Die lange Geschichte des TSP mit SOM

Wie schon △ hier geschrieben: Mit selbstorganisierenden Merkmalskarten (SOM) kann das Traveling Salesman Problem (TSP) angegangen werden. Die SOM wird von allen Autoren erläutert, so auch von mir in  ⧉ meiner Diss [1]. 

Das Verfahren wurde von Angéniol et. al. 1988 [2] beschrieben und wird im Folgenden als SOM-Angéniol bezeichnet. Germar Schäfer hat damit 1991 an der FLW promoviert [3]; so bin ich dazu gekommen. Im vorigen Blogeintrag "△ Der selbstorganisierte Handlungsreisende - TSP using SOM" habe ich meine "Jedermann-SOM" veröffentlicht und beschrieben [6]. Mit Excel und VBA ist nun wirklich jeder in der Lage, seine eigenen Experimente zu machen und all das nachzuvollziehen, was ich geschrieben habe.

**Rohdaten**
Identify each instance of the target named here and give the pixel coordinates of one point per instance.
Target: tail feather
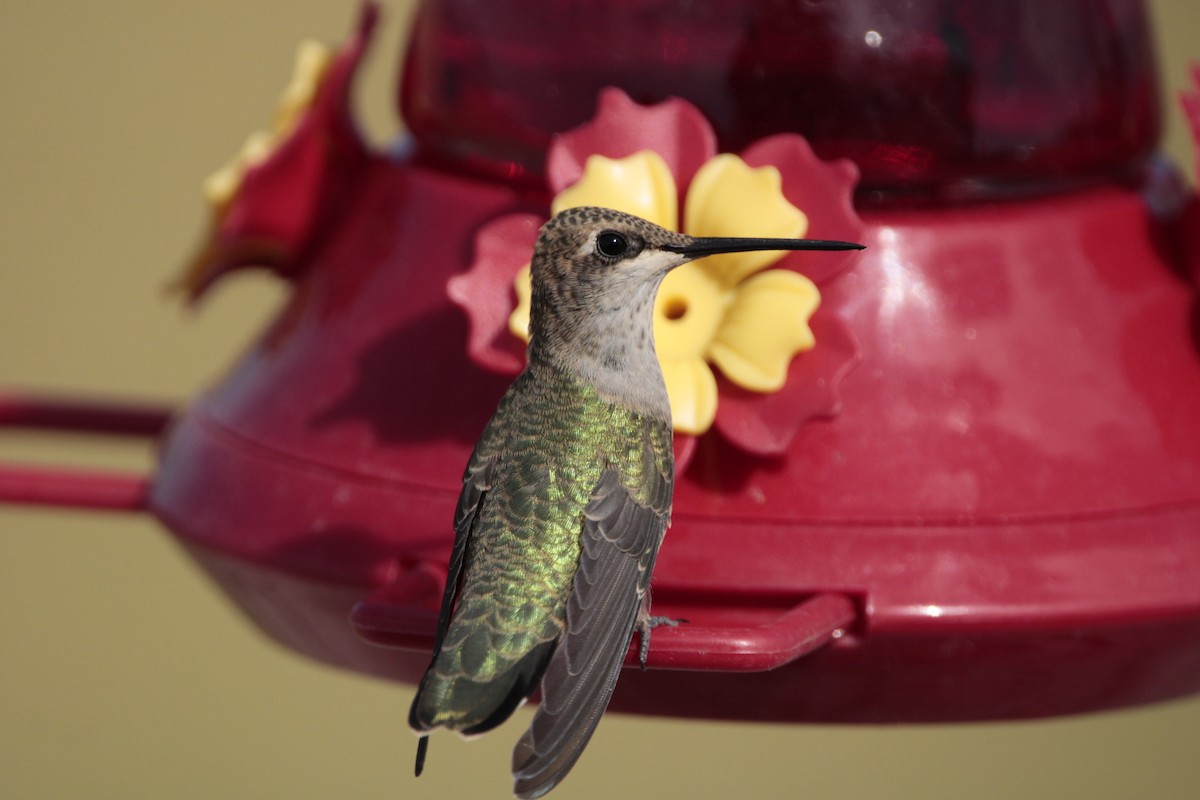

**Arbeitsauftrag 1**
Übersetze den folgenden Satz aus der zitierten Passage ins Englische: „Mit Excel und VBA ist nun wirklich jeder in der Lage, seine eigenen Experimente zu machen und all das nachzuvollziehen, was ich geschrieben habe.“
**Arbeitsauftrag 2**
In welchem Jahr hat Germar Schäfer laut der zitierten Passage an der FLW promoviert?
**Arbeitsauftrag 3**
Gib den Abschnitt der zitierten Passage wörtlich wieder, beginnend bei „Das Verfahren wurde“ und bis hinunter zu „ich geschrieben habe.“.

**Übungsergebnis 1**
With Excel and VBA, truly anyone is now able to run their own experiments and retrace everything I have written.

**Übungsergebnis 2**
1991.

**Übungsergebnis 3**
Das Verfahren wurde von Angéniol et. al. 1988 [2] beschrieben und wird im Folgenden als SOM-Angéniol bezeichnet. Germar Schäfer hat damit 1991 an der FLW promoviert [3]; so bin ich dazu gekommen. Im vorigen Blogeintrag "△ Der selbstorganisierte Handlungsreisende - TSP using SOM" habe ich meine "Jedermann-SOM" veröffentlicht und beschrieben [6]. Mit Excel und VBA ist nun wirklich jeder in der Lage, seine eigenen Experimente zu machen und all das nachzuvollziehen, was ich geschrieben habe.